--- EXTRACTED ENTRIES ---

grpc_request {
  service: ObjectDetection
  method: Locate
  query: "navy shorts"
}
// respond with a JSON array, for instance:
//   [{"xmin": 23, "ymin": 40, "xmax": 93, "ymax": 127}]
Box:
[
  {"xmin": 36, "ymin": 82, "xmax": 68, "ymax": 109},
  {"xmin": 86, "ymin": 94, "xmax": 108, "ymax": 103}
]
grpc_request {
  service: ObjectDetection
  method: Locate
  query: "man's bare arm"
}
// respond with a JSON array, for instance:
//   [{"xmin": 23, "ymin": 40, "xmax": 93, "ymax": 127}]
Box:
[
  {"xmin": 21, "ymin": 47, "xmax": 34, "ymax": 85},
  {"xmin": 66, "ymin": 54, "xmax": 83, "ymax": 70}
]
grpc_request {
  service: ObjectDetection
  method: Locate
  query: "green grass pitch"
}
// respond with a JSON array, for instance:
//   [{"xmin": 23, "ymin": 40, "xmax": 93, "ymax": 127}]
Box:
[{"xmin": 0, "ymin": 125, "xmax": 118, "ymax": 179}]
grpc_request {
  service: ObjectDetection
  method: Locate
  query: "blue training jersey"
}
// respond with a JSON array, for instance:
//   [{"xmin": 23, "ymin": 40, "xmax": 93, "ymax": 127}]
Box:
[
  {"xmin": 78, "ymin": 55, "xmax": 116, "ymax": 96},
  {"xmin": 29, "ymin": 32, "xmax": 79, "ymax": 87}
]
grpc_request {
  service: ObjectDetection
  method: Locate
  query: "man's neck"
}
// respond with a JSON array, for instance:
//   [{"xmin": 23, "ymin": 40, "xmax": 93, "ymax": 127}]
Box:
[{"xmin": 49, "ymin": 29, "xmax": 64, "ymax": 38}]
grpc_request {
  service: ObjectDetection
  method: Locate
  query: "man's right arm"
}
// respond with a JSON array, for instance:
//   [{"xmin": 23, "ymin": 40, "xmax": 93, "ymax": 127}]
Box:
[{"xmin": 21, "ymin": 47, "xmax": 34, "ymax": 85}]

---

_WHAT YOU NEED TO DO_
Present every line of the records above as a numbered list, omitting any blank lines.

_OUTPUT_
1. grpc_request {
2.   service: ObjectDetection
3.   method: Locate
4.   query: "navy shorts"
5. }
6. // respond with a JSON array, for instance:
7. //   [{"xmin": 23, "ymin": 40, "xmax": 93, "ymax": 127}]
8. Box:
9. [
10.   {"xmin": 36, "ymin": 82, "xmax": 68, "ymax": 109},
11.   {"xmin": 86, "ymin": 94, "xmax": 108, "ymax": 103}
12. ]
13. grpc_request {
14.   service: ObjectDetection
15.   method: Locate
16.   query: "man's bare arm"
17. }
18. // respond with a JSON array, for instance:
19. //   [{"xmin": 23, "ymin": 40, "xmax": 93, "ymax": 127}]
20. Box:
21. [
22.   {"xmin": 21, "ymin": 47, "xmax": 34, "ymax": 85},
23.   {"xmin": 66, "ymin": 54, "xmax": 83, "ymax": 70}
24. ]
25. grpc_request {
26.   service: ObjectDetection
27.   method: Locate
28.   query: "green grass pitch"
29. }
30. // respond with a JSON array, for instance:
31. //   [{"xmin": 23, "ymin": 40, "xmax": 93, "ymax": 127}]
32. Box:
33. [{"xmin": 0, "ymin": 125, "xmax": 118, "ymax": 179}]
34. grpc_request {
35.   service: ObjectDetection
36.   method: Locate
37.   query: "blue training jersey"
38. }
39. // respond with a JSON array, for instance:
40. //   [{"xmin": 23, "ymin": 40, "xmax": 93, "ymax": 127}]
41. Box:
42. [
43.   {"xmin": 78, "ymin": 55, "xmax": 116, "ymax": 96},
44.   {"xmin": 29, "ymin": 32, "xmax": 79, "ymax": 87}
45. ]
46. grpc_request {
47.   service: ObjectDetection
48.   method: Locate
49.   query: "man's neck"
50. }
51. // respond with a JSON array, for instance:
52. //   [{"xmin": 23, "ymin": 40, "xmax": 93, "ymax": 127}]
53. Box:
54. [{"xmin": 49, "ymin": 29, "xmax": 64, "ymax": 38}]
55. grpc_request {
56.   service: ObjectDetection
57.   method: Locate
58.   query: "man's right arm"
59. }
60. // respond with a JSON array, for instance:
61. //   [{"xmin": 23, "ymin": 40, "xmax": 93, "ymax": 127}]
62. Box:
63. [{"xmin": 21, "ymin": 47, "xmax": 34, "ymax": 85}]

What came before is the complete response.